• [What to work on] Reproduce every record below, character by character.

(Saved entries)
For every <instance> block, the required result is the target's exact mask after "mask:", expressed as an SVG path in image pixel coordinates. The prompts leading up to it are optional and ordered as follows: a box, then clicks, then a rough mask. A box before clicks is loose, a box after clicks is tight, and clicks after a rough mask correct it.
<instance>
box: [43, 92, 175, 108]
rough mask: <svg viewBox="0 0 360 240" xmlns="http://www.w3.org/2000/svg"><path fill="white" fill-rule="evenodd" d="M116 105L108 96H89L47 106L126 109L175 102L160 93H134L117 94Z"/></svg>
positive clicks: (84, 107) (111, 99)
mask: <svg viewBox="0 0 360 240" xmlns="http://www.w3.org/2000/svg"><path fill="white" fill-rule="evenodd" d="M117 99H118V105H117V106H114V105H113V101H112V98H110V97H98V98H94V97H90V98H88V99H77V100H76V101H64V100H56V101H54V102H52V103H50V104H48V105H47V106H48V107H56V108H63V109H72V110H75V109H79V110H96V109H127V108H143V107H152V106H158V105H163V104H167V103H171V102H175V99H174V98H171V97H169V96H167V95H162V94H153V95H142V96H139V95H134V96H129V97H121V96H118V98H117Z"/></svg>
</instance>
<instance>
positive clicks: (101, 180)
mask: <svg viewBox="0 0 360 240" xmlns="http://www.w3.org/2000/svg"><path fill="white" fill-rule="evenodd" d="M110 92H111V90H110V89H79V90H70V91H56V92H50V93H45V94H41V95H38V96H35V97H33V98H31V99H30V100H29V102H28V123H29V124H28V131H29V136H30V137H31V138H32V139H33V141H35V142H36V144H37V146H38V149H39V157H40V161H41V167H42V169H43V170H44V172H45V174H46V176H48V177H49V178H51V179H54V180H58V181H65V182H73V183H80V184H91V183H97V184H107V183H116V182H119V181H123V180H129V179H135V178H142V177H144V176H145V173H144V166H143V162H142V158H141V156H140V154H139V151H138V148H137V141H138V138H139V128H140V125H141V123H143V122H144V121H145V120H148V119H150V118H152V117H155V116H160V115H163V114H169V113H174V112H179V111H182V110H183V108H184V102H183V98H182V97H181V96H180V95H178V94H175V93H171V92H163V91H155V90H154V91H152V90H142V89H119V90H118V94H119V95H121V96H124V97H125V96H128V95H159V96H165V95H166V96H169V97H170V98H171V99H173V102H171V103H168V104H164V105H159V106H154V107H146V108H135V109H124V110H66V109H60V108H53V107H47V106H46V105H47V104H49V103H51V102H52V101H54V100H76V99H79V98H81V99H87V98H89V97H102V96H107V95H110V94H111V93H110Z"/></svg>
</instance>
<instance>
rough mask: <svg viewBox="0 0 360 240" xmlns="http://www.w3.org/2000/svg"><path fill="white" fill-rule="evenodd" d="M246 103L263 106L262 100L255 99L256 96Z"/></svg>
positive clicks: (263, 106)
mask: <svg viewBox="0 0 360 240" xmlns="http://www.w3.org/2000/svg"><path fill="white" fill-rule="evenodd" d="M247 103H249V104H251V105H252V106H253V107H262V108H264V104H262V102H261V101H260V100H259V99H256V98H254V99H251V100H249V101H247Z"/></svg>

• [Written response]
For every <instance> block, the required result is the target's exact mask after "mask:", expressed as an SVG path in image pixel coordinates. The prompts leading up to it are optional and ordered as follows: a box, then clicks, then a rough mask. A box before clicks is loose, a box after clicks is tight, and clicks after a rough mask correct it.
<instance>
box: [43, 92, 175, 108]
rough mask: <svg viewBox="0 0 360 240" xmlns="http://www.w3.org/2000/svg"><path fill="white" fill-rule="evenodd" d="M116 105L108 96H89L47 106L126 109L175 102L160 93H134L117 94Z"/></svg>
positive clicks: (84, 107) (111, 99)
mask: <svg viewBox="0 0 360 240" xmlns="http://www.w3.org/2000/svg"><path fill="white" fill-rule="evenodd" d="M117 99H118V105H117V106H114V105H113V101H112V98H110V97H98V98H94V97H90V98H88V99H77V100H76V101H64V100H56V101H54V102H52V103H50V104H48V105H47V106H48V107H56V108H63V109H72V110H75V109H79V110H96V109H127V108H143V107H152V106H158V105H163V104H167V103H171V102H175V99H174V98H171V97H169V96H167V95H162V94H153V95H142V96H139V95H134V96H129V97H121V96H118V98H117Z"/></svg>
</instance>
<instance>
positive clicks: (101, 180)
mask: <svg viewBox="0 0 360 240" xmlns="http://www.w3.org/2000/svg"><path fill="white" fill-rule="evenodd" d="M110 92H111V90H110V89H79V90H70V91H56V92H50V93H45V94H41V95H38V96H35V97H33V98H31V99H30V100H29V102H28V123H29V124H28V131H29V136H30V137H31V138H32V139H33V141H35V142H36V144H37V146H38V149H39V157H40V161H41V167H42V169H43V170H44V172H45V174H46V176H48V177H49V178H51V179H54V180H58V181H65V182H73V183H80V184H91V183H97V184H107V183H116V182H119V181H123V180H129V179H135V178H142V177H144V176H145V173H144V166H143V162H142V158H141V156H140V154H139V151H138V148H137V141H138V138H139V128H140V125H141V123H143V122H144V121H145V120H148V119H150V118H152V117H155V116H160V115H163V114H169V113H174V112H179V111H182V110H183V108H184V102H183V98H182V97H181V96H180V95H178V94H175V93H171V92H163V91H155V90H154V91H152V90H142V89H119V90H118V94H119V95H121V96H124V97H125V96H128V95H159V96H165V95H166V96H169V97H170V98H171V99H173V102H171V103H168V104H164V105H159V106H154V107H146V108H135V109H124V110H66V109H60V108H53V107H47V106H46V105H47V104H49V103H51V102H52V101H54V100H76V99H79V98H81V99H87V98H89V97H102V96H107V95H110V94H111V93H110Z"/></svg>
</instance>
<instance>
rough mask: <svg viewBox="0 0 360 240" xmlns="http://www.w3.org/2000/svg"><path fill="white" fill-rule="evenodd" d="M246 103L263 106L262 100L255 99L256 96Z"/></svg>
positive clicks: (263, 106)
mask: <svg viewBox="0 0 360 240" xmlns="http://www.w3.org/2000/svg"><path fill="white" fill-rule="evenodd" d="M247 103H249V104H251V105H252V106H253V107H262V108H264V104H262V102H261V101H260V100H259V99H256V98H254V99H251V100H249V101H247Z"/></svg>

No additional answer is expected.